EXTRAIT CHOISI:
= = = = = = =
Macron et les quarante casseurs

Petit coup dans le tibia de la politique répressive gouvernementale et interview du "leader des casseurs" des Gilets Jaunes montpellierains

23 mars 2019, Montpellier. Le mouvement des Gilets Jaunes est encore vigoureux. La semaine précédente, durant l'acte 18, les Gilets Jaunes ont challengé l'idée qu'ils sont anti-écologie en rejoignant les marcheurs pour le climat partout en France. Le nombre jaune, le compteur mis en place par les Gilets Jaunes a pu recenser 269.000 MANUfestants, trois fois plus que le week-end précédent.

Affrontements tardifs durant l'acte 10 des gilets jaunes à Montpellier. - Reflets

La convergence ne s'est pas faite sans cahots. À Montpellier, les deux cortèges prendront deux directions différentes avant de se retrouver face à face, au niveau du boulevard du Jeu de Paume. Ils échangeront quelques mots, avant de continuer une partie de leur route ensemble. À Paris, trois marches (solidarité, climat et gilets jaunes) doivent converger. Mais très vite, des affrontements éclatent rendant la rencontre difficile. Des agences bancaires sont prises à partie et la police gaze le cortège pour le climat.

Le porte-parole de ANV COP 21 déclare alors : « Les manifestants ont dû faire marche arrière, ils sont stupéfaits, sous le choc », en dénonçant « une réaction complètement disproportionnée des forces de l’ordre ». « Quarante-cinq minutes après le départ, les forces de l’ordre ont lancé sans sommation plusieurs grenades de désencerclement dans le cortège »
= = = = = = =
CONSIGNE:
D'après l'extrait choisi, pourquoi la rencontre des trois marches à Paris a-t-elle été difficile ? Répondez en une ou deux phrases.
= = = = = = =
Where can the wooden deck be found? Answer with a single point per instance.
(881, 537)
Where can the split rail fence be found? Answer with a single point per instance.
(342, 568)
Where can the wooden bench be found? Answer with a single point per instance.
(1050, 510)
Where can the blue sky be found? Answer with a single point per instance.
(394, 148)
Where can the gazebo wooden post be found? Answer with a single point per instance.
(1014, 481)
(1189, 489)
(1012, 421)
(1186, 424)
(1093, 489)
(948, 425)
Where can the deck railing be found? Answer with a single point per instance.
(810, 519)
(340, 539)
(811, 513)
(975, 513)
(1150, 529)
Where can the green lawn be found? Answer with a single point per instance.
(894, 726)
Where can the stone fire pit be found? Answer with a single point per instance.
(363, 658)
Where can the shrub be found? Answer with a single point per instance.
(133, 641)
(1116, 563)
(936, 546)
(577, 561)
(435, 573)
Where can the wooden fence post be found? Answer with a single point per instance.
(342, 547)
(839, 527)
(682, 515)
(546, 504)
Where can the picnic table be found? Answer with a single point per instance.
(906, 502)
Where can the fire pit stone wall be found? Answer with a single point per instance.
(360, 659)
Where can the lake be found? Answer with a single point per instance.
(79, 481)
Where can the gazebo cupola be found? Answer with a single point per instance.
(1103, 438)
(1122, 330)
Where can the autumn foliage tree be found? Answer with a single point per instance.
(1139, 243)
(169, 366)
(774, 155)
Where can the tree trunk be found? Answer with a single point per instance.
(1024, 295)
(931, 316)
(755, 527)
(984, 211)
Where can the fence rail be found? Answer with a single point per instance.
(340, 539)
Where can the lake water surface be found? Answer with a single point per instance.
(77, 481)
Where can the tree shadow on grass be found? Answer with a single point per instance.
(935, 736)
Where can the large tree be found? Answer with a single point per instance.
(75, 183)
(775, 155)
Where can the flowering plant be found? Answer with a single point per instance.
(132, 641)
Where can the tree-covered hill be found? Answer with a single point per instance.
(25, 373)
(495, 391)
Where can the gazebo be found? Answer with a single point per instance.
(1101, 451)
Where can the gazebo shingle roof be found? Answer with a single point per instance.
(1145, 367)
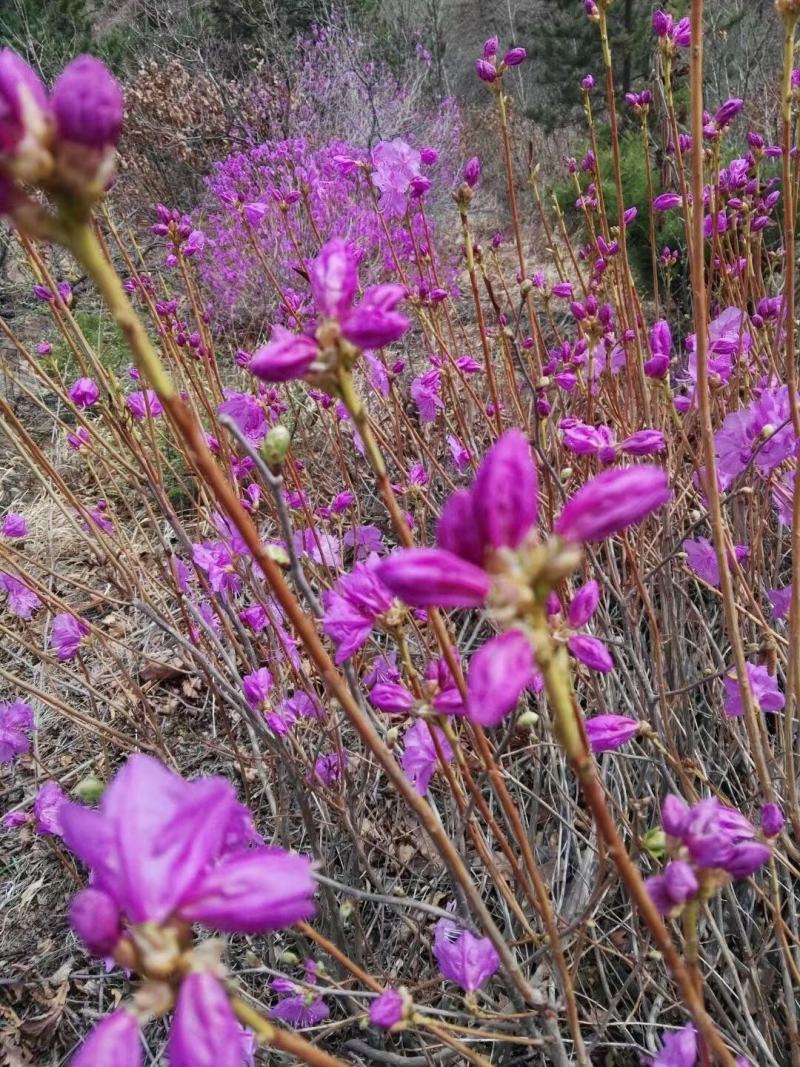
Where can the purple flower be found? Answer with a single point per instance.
(48, 809)
(680, 1049)
(14, 525)
(204, 1031)
(67, 634)
(392, 698)
(426, 392)
(286, 356)
(591, 652)
(301, 1010)
(473, 172)
(427, 577)
(388, 1009)
(95, 919)
(24, 112)
(21, 600)
(161, 846)
(16, 721)
(764, 687)
(89, 104)
(113, 1042)
(772, 819)
(485, 70)
(611, 502)
(462, 957)
(83, 393)
(499, 672)
(584, 604)
(609, 732)
(354, 605)
(701, 557)
(256, 687)
(666, 202)
(396, 164)
(419, 759)
(505, 494)
(671, 889)
(331, 768)
(144, 402)
(514, 57)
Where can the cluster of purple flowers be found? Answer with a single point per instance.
(706, 842)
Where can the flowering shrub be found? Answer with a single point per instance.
(476, 574)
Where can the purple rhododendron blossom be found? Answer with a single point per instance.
(16, 722)
(419, 759)
(462, 957)
(608, 732)
(764, 687)
(161, 846)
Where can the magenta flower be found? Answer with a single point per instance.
(48, 810)
(396, 164)
(14, 525)
(256, 687)
(161, 847)
(204, 1031)
(680, 1049)
(673, 888)
(67, 634)
(611, 502)
(143, 403)
(354, 606)
(20, 599)
(388, 1009)
(772, 819)
(764, 687)
(83, 393)
(16, 721)
(701, 557)
(95, 919)
(113, 1042)
(609, 732)
(426, 577)
(499, 672)
(286, 356)
(24, 113)
(462, 957)
(419, 759)
(89, 104)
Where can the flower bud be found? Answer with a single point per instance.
(89, 104)
(25, 118)
(275, 445)
(95, 919)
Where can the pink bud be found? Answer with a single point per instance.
(286, 356)
(611, 502)
(427, 577)
(608, 732)
(499, 672)
(95, 919)
(505, 495)
(584, 604)
(89, 104)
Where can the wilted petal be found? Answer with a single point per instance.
(256, 891)
(113, 1042)
(204, 1031)
(505, 495)
(499, 671)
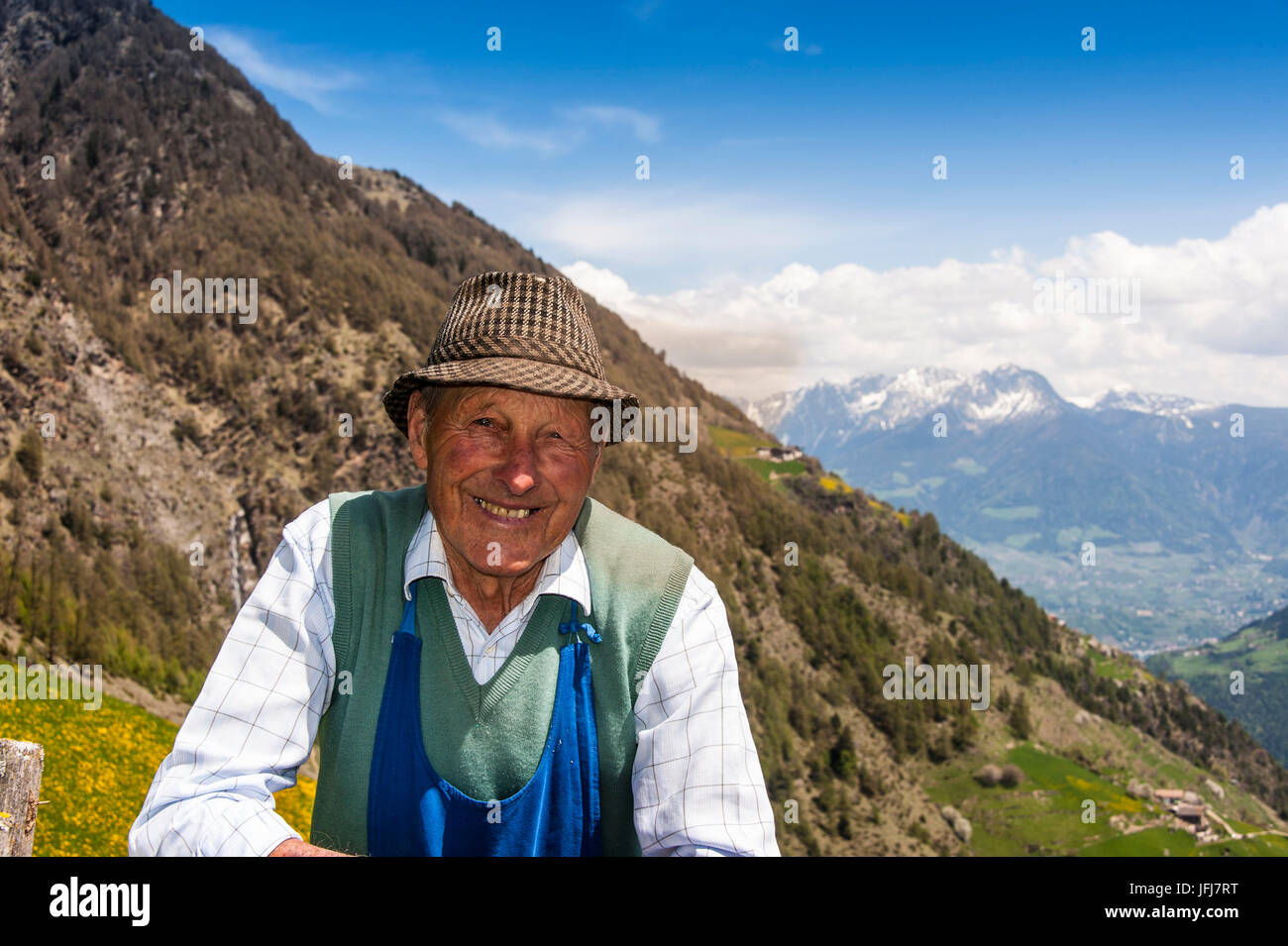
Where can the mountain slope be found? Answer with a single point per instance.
(166, 430)
(1186, 520)
(1249, 663)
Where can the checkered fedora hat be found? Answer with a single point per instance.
(524, 331)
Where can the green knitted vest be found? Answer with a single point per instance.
(485, 740)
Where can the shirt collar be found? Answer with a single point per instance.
(562, 573)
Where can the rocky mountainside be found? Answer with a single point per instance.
(1184, 502)
(149, 460)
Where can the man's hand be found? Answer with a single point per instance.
(294, 847)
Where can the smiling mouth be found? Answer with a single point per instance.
(502, 511)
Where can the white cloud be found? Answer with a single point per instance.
(578, 125)
(1212, 323)
(263, 69)
(488, 132)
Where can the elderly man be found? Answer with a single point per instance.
(492, 663)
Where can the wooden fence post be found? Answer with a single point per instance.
(21, 765)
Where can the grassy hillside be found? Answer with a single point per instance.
(98, 768)
(149, 464)
(1260, 653)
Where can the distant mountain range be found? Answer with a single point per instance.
(1186, 515)
(1253, 665)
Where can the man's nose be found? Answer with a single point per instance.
(519, 469)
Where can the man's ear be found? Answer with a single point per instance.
(416, 433)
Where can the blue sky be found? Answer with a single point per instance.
(763, 158)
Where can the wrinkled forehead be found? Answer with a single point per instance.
(509, 400)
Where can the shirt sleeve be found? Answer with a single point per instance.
(697, 781)
(254, 722)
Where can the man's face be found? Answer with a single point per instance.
(506, 475)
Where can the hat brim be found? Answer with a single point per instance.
(515, 373)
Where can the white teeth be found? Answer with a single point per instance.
(500, 511)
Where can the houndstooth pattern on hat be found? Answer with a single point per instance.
(526, 331)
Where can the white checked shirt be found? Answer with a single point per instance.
(697, 781)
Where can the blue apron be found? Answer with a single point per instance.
(415, 812)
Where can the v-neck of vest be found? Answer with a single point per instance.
(483, 697)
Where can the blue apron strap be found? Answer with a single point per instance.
(574, 626)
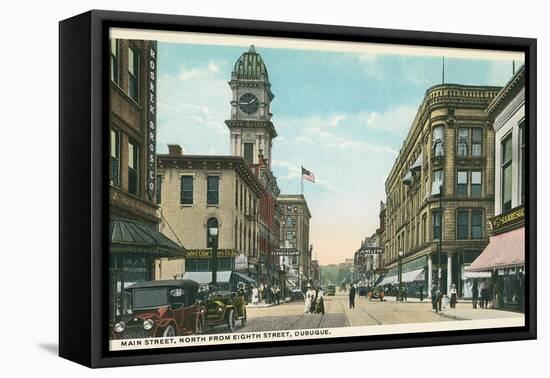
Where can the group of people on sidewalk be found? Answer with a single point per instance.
(480, 294)
(314, 301)
(265, 293)
(437, 296)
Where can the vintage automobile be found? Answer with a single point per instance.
(163, 308)
(225, 308)
(376, 293)
(297, 295)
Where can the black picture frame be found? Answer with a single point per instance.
(83, 166)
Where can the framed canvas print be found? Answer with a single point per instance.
(234, 188)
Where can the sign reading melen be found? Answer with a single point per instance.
(152, 118)
(207, 253)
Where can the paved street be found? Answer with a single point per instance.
(289, 316)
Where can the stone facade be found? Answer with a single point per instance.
(295, 217)
(236, 211)
(450, 144)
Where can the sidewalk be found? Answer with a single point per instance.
(466, 312)
(417, 300)
(265, 305)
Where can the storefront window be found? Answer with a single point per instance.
(506, 175)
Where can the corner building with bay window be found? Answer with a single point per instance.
(440, 191)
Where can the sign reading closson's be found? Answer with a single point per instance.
(508, 220)
(151, 117)
(285, 252)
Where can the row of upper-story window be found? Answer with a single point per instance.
(469, 141)
(187, 191)
(469, 225)
(244, 200)
(133, 159)
(133, 59)
(468, 183)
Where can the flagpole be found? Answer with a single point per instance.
(302, 179)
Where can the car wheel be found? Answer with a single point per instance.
(169, 331)
(243, 320)
(231, 320)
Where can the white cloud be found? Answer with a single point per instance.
(396, 121)
(193, 104)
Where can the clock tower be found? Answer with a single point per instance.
(250, 126)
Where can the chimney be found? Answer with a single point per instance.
(174, 149)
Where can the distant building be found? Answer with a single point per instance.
(295, 216)
(448, 158)
(199, 192)
(504, 258)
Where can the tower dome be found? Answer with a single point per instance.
(250, 65)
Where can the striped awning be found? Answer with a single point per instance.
(204, 278)
(503, 251)
(136, 238)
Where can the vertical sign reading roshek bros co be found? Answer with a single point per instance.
(152, 118)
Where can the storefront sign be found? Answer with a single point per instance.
(509, 220)
(152, 118)
(370, 250)
(241, 262)
(285, 252)
(207, 253)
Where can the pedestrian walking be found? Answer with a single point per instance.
(352, 296)
(453, 296)
(433, 292)
(320, 302)
(255, 295)
(475, 294)
(310, 297)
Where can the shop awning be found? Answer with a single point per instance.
(390, 280)
(412, 276)
(244, 277)
(204, 278)
(503, 251)
(473, 275)
(133, 237)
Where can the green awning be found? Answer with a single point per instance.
(136, 238)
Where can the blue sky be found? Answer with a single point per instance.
(341, 115)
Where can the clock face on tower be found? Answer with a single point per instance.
(249, 103)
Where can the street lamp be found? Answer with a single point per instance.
(400, 274)
(213, 233)
(440, 238)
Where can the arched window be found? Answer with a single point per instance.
(211, 223)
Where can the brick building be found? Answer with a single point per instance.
(135, 241)
(440, 191)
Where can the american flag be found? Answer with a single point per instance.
(309, 176)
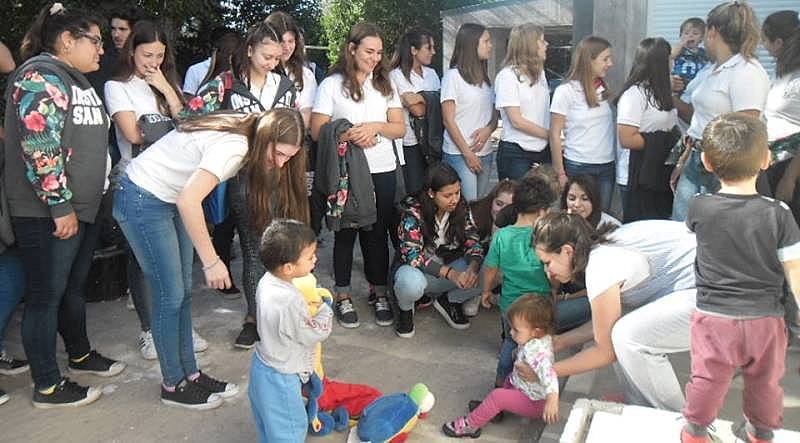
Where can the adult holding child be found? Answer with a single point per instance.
(641, 288)
(523, 99)
(56, 159)
(467, 110)
(159, 208)
(440, 251)
(581, 110)
(736, 82)
(360, 91)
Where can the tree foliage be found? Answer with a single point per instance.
(192, 20)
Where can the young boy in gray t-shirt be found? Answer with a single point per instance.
(746, 244)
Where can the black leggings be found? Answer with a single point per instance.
(374, 246)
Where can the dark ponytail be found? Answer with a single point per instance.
(784, 25)
(51, 22)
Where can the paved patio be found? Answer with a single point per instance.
(457, 366)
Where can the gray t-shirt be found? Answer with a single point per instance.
(742, 241)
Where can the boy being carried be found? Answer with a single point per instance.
(746, 244)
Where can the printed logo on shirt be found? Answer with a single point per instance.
(244, 104)
(87, 107)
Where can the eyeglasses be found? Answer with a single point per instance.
(97, 41)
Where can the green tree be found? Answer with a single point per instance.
(338, 16)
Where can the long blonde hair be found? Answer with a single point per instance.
(523, 52)
(581, 71)
(263, 131)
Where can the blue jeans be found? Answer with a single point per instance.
(514, 162)
(569, 315)
(12, 286)
(162, 246)
(603, 174)
(473, 186)
(410, 284)
(277, 403)
(55, 277)
(694, 179)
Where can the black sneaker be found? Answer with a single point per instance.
(346, 313)
(96, 364)
(383, 311)
(473, 405)
(221, 388)
(12, 366)
(191, 396)
(405, 323)
(231, 293)
(248, 337)
(452, 313)
(67, 394)
(424, 302)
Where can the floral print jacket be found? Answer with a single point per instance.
(414, 252)
(42, 104)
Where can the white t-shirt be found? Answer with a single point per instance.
(332, 100)
(736, 85)
(783, 107)
(195, 75)
(649, 259)
(266, 94)
(633, 109)
(428, 82)
(473, 109)
(136, 96)
(305, 98)
(165, 167)
(532, 101)
(590, 132)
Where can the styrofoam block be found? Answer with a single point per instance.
(600, 422)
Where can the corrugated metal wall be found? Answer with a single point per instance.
(664, 18)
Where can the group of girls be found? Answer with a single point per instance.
(247, 126)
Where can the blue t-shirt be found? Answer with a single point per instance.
(690, 62)
(523, 273)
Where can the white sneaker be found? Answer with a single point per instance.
(146, 345)
(471, 306)
(200, 344)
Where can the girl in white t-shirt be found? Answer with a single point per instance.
(523, 99)
(411, 75)
(736, 83)
(145, 82)
(467, 110)
(252, 85)
(360, 91)
(641, 288)
(582, 110)
(293, 61)
(781, 38)
(645, 107)
(159, 207)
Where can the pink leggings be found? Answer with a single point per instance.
(508, 398)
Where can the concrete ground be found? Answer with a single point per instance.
(457, 366)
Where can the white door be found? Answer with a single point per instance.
(664, 18)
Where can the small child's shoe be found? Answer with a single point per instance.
(743, 434)
(460, 428)
(473, 405)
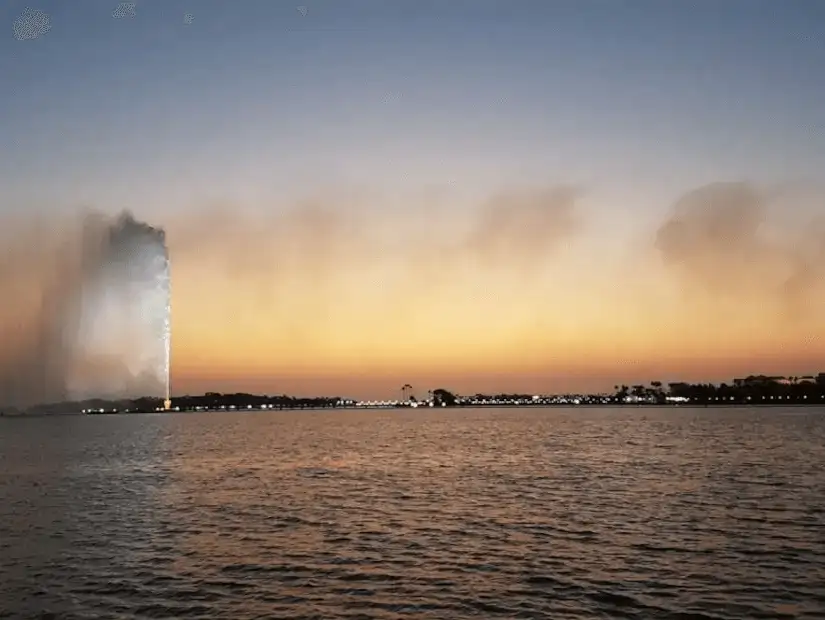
= = = = = = =
RÉPONSE:
À Paris, les trois marches (solidarité, climat et gilets jaunes) devaient converger, mais des affrontements ont très vite éclaté. Ce sont ces affrontements qui ont rendu la rencontre difficile.